╔══

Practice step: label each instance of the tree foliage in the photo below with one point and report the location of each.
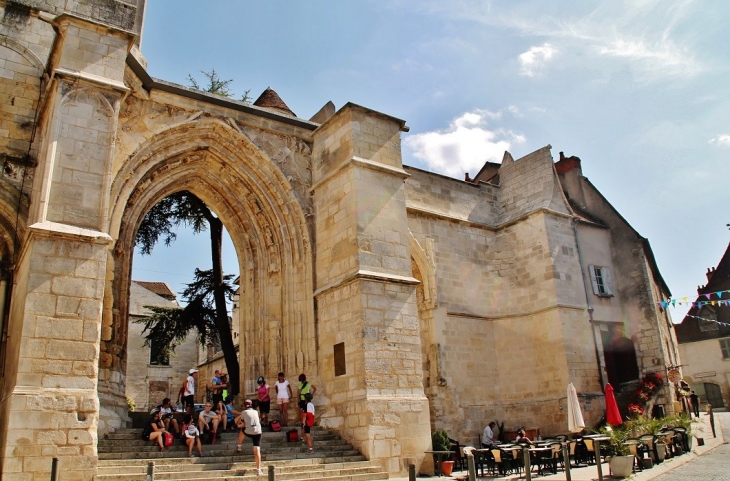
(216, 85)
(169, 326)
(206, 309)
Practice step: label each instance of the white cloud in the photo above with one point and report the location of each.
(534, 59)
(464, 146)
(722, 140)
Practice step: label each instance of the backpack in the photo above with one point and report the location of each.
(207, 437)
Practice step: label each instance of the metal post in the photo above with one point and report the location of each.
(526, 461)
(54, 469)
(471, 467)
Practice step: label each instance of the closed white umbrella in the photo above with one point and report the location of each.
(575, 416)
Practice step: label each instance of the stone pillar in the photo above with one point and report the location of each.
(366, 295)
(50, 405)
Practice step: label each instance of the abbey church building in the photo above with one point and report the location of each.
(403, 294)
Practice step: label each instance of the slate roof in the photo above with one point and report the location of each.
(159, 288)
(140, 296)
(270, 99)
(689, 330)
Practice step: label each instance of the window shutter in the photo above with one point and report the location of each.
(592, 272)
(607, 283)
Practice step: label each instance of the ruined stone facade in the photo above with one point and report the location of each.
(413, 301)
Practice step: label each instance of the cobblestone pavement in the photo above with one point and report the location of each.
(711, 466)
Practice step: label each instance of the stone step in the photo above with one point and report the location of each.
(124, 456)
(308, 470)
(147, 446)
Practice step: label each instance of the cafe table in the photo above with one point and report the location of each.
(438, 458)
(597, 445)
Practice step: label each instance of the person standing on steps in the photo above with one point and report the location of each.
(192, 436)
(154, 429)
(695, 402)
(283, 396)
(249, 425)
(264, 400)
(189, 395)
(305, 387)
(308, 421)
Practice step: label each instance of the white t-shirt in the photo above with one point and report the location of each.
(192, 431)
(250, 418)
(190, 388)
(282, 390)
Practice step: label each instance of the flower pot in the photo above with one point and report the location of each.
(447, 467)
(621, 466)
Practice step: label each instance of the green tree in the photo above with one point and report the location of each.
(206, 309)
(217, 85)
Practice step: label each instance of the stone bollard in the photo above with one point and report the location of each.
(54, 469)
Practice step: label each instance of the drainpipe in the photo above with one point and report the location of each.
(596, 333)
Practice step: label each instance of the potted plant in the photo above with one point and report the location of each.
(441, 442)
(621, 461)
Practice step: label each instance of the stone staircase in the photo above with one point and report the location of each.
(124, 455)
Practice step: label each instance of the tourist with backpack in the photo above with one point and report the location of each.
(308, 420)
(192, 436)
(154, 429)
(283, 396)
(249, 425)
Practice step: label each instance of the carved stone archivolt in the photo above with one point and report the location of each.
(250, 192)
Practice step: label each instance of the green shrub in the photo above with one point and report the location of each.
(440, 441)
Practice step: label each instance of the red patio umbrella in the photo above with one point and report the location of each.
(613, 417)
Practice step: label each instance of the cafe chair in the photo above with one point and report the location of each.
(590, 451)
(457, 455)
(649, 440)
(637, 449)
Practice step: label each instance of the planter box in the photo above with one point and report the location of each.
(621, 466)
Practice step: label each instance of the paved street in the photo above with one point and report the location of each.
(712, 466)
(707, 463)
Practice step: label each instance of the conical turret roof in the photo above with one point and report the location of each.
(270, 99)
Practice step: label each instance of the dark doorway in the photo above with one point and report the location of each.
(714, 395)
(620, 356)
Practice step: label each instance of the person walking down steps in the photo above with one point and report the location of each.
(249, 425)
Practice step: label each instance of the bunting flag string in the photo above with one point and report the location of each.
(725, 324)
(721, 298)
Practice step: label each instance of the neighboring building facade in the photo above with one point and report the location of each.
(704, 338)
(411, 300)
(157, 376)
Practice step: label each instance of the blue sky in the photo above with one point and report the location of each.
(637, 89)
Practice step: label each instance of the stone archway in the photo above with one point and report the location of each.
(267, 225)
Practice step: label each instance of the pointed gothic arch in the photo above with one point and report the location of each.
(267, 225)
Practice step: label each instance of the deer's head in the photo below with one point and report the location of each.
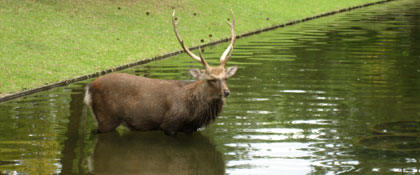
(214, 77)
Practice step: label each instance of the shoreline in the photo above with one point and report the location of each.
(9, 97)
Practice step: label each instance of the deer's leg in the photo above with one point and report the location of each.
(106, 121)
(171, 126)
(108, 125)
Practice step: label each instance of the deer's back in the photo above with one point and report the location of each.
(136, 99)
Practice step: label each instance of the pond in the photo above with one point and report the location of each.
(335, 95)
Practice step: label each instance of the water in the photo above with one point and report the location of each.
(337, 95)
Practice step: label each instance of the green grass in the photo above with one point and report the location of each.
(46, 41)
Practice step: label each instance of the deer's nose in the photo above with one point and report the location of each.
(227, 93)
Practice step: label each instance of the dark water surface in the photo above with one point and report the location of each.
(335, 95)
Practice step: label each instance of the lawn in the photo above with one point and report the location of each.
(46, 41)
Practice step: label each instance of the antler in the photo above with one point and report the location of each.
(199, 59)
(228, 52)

╚══

Written exercise →
Pictures stay out; repeat all the rest of the records exactly.

Reply →
Practice step: label each instance of the tree foliage in the photo below with one point and report the location of each.
(216, 85)
(169, 326)
(206, 309)
Practice step: label each instance of the white cloud in the photo above with one point and report the location of each.
(534, 59)
(464, 146)
(722, 140)
Practice step: label each instance of the backpack in the photo above with one point and report the location of each.
(207, 437)
Practice step: label each instance of the metal post in the photo above with one point and report the location of each.
(526, 461)
(54, 469)
(471, 467)
Practice step: label each instance of the closed white umbrella in the photo above with one point and report the location of each.
(575, 416)
Practice step: label each instance of the stone pillar in the photo above with one point and report the location of each.
(366, 295)
(50, 405)
Practice step: label each instance of the abbey church building in the photo above with one point and report the location of each.
(403, 294)
Practice step: label each instance of the slate roof in the photo above with one point and report the location of each.
(159, 288)
(140, 296)
(270, 99)
(689, 330)
Practice step: label each instance of the window shutter in the photo above with one point and report the location of each.
(592, 272)
(607, 283)
Practice step: label each instance of the ruined stone facade in the photo above with one point and report the location of each.
(413, 301)
Practice step: label each instance of the cobblestone pavement in the photo above with one point and report the location of each.
(711, 466)
Practice step: label each instance of the stone step in the photo above with one point and report the location of each.
(124, 456)
(308, 470)
(147, 446)
Practice step: label each instance of the cafe table in the photo above with one point and report the location of each.
(438, 458)
(597, 445)
Practice step: label each instance of the person standing on steps in the photo above with one point and report the location of each.
(192, 436)
(154, 429)
(695, 402)
(283, 396)
(249, 425)
(264, 400)
(189, 395)
(305, 387)
(308, 421)
Practice step: label each instance of the white t-shirt in the photo above with one point and report the location of each.
(192, 431)
(250, 418)
(190, 388)
(282, 390)
Practice step: label each instance of the flower pot in the photo above with one point and report the location of each.
(447, 467)
(621, 466)
Practice step: label each instance of the green tree in the photo above with one point and report the location of each.
(206, 309)
(217, 85)
Practice step: label each instance of the stone bollard in the photo above with one point and report the location of each.
(54, 469)
Practice step: label each instance of the drainpipe in the photo above with one point and report the location of each.
(596, 333)
Practice step: label each instance of the potted plant in the photo above with one point and report the location of each.
(441, 442)
(621, 461)
Practice step: label each instance of the stone staircase in the photo above with one point and report the location of each.
(124, 455)
Practice step: label each instance of the tourist with backpack in the photo above with one point and report the location of each.
(308, 420)
(192, 436)
(154, 429)
(283, 396)
(249, 425)
Practice step: label each instance of the carved stone archivolt in the photo above with one point and report the location of each.
(250, 192)
Practice step: label each instance of the green shrub in the photo above with one point and report the location of each.
(440, 441)
Practice step: label each instance of the red patio umbrella in the photo above with one point and report the location of each.
(613, 417)
Practice step: label each instance of the cafe chair in the photo above with one point and report the location of each.
(590, 451)
(457, 455)
(649, 440)
(637, 449)
Practice step: label each instance of the planter box in the photo above with one point and report the location of each.
(621, 466)
Practice step: label each instance of the paved street in the photo above with one point and report the location of each.
(712, 466)
(707, 463)
Practice step: label each instance of the conical turret roof in the photo above with one point and report the location of each.
(270, 99)
Practice step: label each instance of the dark doorway in the photo above with one point and report the location of each.
(714, 395)
(620, 356)
Practice step: label each instance of the person walking down steps in the photo above with one point and report the location of each.
(249, 425)
Practice step: label each instance of the bunting flag string in the photo above with one point and report the location of each.
(725, 324)
(721, 298)
Practice step: label each instance of the neighboring building facade in the photo above with one point and report the location of each.
(704, 338)
(411, 300)
(157, 376)
Practice step: label each instance of the blue sky in the photo above with one point and report the location of each.
(637, 89)
Practice step: label each instance of the stone archway in the photo above with one point and report the location of each.
(267, 225)
Practice step: label each instance of the pointed gothic arch in the photo above with one point and report the location of each.
(267, 225)
Practice step: label each instance of the deer's head in the photo below with one point and report the location of each.
(214, 77)
Practice step: label each instance of the shoreline in the photo above with one point and report the location of each.
(9, 97)
Practice step: label each instance of the deer's leg in the photo above with one point and report the location of each.
(106, 121)
(171, 126)
(108, 125)
Practice step: label each instance of the deer's back in the photo above with one point and report the location of each.
(136, 99)
Practice step: label each instance of the pond in the photo above with one point and report the location of each.
(335, 95)
Practice step: label each instance of the water in the photo above with one point and report the location of each.
(337, 95)
Practice step: label each instance of the green grass in the photo above with one point and report the location of each.
(46, 41)
Practice step: label each instance of the deer's nose in the photo above with one point and report the location of each.
(227, 93)
Practice step: label each instance of the dark water surface in the photo above with one point and report the location of each.
(335, 95)
Practice step: label each instance of the lawn in the photo above with one point and report the location of each.
(46, 41)
Practice step: label each instance of the antler in the photo above with one point and report the location of each.
(199, 59)
(228, 52)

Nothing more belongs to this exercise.